Excerpted text:
# Barcelona Van Attack



## Blizzard (Aug 17, 2017)

Barcelona crash: Van ploughs into people in Las Ramblas | Daily Mail Online


> At least 13 people have been killed and dozens injured after a van in Barcelona ploughed into pedestrians before two men entered a restaurant with guns.
> 
> Pictures and video emerging from the scene show armed police and paramedics rushing to Las Ramblas, a busy tree-lined promenade in the centre of the city.
> 
> ...


Vehicles are quickly becoming the weapon of choice.

If you've never been there, Las Ramblas is very long (over a mile) pedestrian mall and very popular with tourists; it's a huge shopping/retail district.  Ease of access to vehicles, high element of surprise, and high number of pedestrians would make an attack like this very difficult to defend against.


----------



## RackMaster (Aug 17, 2017)

RIP.  

Europe truly is at war.


----------



## Gunz (Aug 17, 2017)

Jesus. 

At a glance it looks like Barcelona first responders had their act together.


----------



## RackMaster (Aug 17, 2017)

Ocoka said:


> Jesus.
> 
> At a glance it looks like Barcelona first responders had their act together.



3 of the victims are local law enforcement, I'm sure they are at the top of their game.


----------



## RackMaster (Aug 17, 2017)

Suspect down.

http://nyp.st/2vNb6xU


----------



## Poccington (Aug 17, 2017)

RackMaster said:


> 3 of the victims are local law enforcement, I'm sure they are at the top of their game.



After years of planning to respond to ETA attacks, I guess they've got a pretty good setup.

Thank fuck.


----------



## Ooh-Rah (Aug 17, 2017)

RackMaster said:


> RIP.
> 
> Europe truly is at war.



Yep.

Second attack now....

BREAKING: Four suspects dead as police foil ANOTHER terror plot miles from Barcelona

Barcelona attack: ‘Moroccan’ man who rented van identified | Daily Mail Online


----------



## Kraut783 (Aug 17, 2017)

Damn....burn in Hell boys


----------



## RackMaster (Aug 17, 2017)

It's long since past Europe accepting they're an active insurgency.


----------



## policemedic (Aug 17, 2017)

Blizzard said:


> Barcelona crash: Van ploughs into people in Las Ramblas | Daily Mail Online
> 
> Vehicles are quickly becoming the weapon of choice.
> 
> If you've never been there, Las Ramblas is very long (over a mile) pedestrian mall and very popular with tourists; it's a huge shopping/retail district.  Ease of access to vehicles, high element of surprise, and high number of pedestrians would make an attack like this very difficult to defend against.



It's easy to defend against.  People are just too short-sighted and cheap to do it.


----------



## Blizzard (Aug 18, 2017)

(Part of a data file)
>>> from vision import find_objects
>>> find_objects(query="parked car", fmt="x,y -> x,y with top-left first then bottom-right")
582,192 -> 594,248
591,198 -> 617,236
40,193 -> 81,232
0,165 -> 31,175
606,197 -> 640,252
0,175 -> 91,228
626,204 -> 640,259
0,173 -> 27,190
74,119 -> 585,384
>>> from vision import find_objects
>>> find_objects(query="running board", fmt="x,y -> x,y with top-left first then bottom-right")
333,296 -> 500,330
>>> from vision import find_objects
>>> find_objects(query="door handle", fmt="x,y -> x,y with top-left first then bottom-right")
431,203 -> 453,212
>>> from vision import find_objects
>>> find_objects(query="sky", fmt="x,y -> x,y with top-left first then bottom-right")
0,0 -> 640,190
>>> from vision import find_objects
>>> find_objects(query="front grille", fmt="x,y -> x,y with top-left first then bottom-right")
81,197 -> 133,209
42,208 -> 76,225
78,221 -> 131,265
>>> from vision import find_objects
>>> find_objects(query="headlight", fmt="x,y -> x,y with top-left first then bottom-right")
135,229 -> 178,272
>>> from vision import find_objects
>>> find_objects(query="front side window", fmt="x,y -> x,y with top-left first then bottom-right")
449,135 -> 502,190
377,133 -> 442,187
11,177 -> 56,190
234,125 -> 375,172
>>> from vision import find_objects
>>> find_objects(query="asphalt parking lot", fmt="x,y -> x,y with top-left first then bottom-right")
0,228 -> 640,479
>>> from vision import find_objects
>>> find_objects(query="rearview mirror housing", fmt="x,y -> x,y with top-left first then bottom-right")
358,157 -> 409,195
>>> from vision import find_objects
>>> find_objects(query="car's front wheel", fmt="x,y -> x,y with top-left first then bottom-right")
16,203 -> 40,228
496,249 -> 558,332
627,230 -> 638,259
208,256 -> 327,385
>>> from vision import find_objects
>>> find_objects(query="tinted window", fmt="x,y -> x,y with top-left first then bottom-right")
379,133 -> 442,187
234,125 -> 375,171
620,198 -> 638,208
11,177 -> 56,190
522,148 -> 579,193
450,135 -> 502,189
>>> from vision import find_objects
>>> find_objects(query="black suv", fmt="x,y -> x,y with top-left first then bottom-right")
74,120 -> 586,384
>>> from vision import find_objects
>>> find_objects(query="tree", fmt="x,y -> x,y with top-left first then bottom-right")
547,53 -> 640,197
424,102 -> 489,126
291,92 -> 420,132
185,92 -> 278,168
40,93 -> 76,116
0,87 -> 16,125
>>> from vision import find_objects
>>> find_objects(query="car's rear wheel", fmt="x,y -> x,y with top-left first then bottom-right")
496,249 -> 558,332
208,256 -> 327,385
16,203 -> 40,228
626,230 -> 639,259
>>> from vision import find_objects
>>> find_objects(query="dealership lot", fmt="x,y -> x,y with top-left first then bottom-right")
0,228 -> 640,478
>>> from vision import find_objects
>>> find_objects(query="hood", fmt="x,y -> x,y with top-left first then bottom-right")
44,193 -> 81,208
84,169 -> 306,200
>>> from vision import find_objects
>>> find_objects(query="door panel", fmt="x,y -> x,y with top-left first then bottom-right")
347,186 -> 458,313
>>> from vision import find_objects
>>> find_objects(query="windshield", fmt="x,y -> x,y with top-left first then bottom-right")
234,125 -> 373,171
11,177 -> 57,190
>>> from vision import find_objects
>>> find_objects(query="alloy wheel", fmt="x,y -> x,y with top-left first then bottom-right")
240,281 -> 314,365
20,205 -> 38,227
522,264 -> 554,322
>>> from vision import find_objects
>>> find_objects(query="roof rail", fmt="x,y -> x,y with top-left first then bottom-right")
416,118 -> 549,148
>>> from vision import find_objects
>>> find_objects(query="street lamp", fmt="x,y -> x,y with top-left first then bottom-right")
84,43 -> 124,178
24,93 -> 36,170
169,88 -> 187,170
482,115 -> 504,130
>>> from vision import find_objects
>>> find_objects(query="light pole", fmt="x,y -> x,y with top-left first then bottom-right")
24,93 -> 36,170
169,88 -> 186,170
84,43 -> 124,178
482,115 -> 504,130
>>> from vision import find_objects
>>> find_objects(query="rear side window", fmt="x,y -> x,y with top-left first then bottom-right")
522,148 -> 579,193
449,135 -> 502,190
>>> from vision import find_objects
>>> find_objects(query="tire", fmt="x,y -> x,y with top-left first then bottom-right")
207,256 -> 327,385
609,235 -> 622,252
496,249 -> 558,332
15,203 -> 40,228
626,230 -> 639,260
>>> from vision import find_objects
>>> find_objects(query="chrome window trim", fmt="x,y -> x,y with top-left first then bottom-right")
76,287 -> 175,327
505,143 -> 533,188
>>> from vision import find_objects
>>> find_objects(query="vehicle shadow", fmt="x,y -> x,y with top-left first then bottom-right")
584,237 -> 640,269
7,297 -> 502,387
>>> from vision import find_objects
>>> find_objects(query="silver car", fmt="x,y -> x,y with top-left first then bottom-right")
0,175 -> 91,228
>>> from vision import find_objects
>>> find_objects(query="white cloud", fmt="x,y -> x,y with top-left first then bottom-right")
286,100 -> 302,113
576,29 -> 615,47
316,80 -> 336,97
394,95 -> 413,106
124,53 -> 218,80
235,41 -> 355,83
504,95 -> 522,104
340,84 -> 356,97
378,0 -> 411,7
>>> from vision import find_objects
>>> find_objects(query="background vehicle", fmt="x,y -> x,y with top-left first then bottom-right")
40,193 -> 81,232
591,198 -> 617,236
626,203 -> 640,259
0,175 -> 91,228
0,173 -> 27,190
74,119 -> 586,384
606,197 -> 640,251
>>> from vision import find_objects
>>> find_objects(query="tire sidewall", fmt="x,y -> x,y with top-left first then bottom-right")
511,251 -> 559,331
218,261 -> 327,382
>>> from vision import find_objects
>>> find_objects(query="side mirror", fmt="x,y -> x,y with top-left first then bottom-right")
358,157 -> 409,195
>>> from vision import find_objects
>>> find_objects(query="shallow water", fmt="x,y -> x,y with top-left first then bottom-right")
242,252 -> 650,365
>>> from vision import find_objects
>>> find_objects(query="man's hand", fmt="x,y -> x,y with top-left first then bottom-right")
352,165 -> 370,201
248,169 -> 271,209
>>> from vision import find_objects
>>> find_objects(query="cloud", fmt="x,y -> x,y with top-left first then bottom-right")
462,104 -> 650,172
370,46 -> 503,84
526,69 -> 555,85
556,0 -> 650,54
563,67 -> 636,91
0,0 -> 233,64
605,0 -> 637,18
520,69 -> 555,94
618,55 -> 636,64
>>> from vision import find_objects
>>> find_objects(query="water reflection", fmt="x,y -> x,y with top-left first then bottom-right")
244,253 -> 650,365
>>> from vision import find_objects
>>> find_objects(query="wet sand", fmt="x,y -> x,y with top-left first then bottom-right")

Short exercise 1:
Answer these questions using the thread on the Barcelona van attack.
(a) At least how many people were killed, according to the quoted news report?
(b) How long does Blizzard say Las Ramblas is?
(c) How many suspects are dead, according to the headline Ooh-Rah posts?
Short exercise 2:
Decide whether each statement agrees with the thread on the Barcelona van attack.
(a) Policemedic agrees that an attack like this is very difficult to defend against.
(b) The quoted report describes Las Ramblas as a tree-lined promenade.
(c) Poccington connects the responders' setup to years of planning for ETA attacks.
Short exercise 3: Output the passage of the thread on the Barcelona van attack starting at "## Blizzard (Aug 17, 2017)" and ending at "of the city.".

Correct response 1:
(a) At least 13
(b) Over a mile
(c) Four

Correct response 2:
(a) No: "It's easy to defend against."
(b) Yes: "a busy tree-lined promenade in the centre of the city"
(c) Yes: "After years of planning to respond to ETA attacks, I guess they've got a pretty good setup."

Correct response 3:
## Blizzard (Aug 17, 2017)

Barcelona crash: Van ploughs into people in Las Ramblas | Daily Mail Online


> At least 13 people have been killed and dozens injured after a van in Barcelona ploughed into pedestrians before two men entered a restaurant with guns.
> 
> Pictures and video emerging from the scene show armed police and paramedics rushing to Las Ramblas, a busy tree-lined promenade in the centre of the city.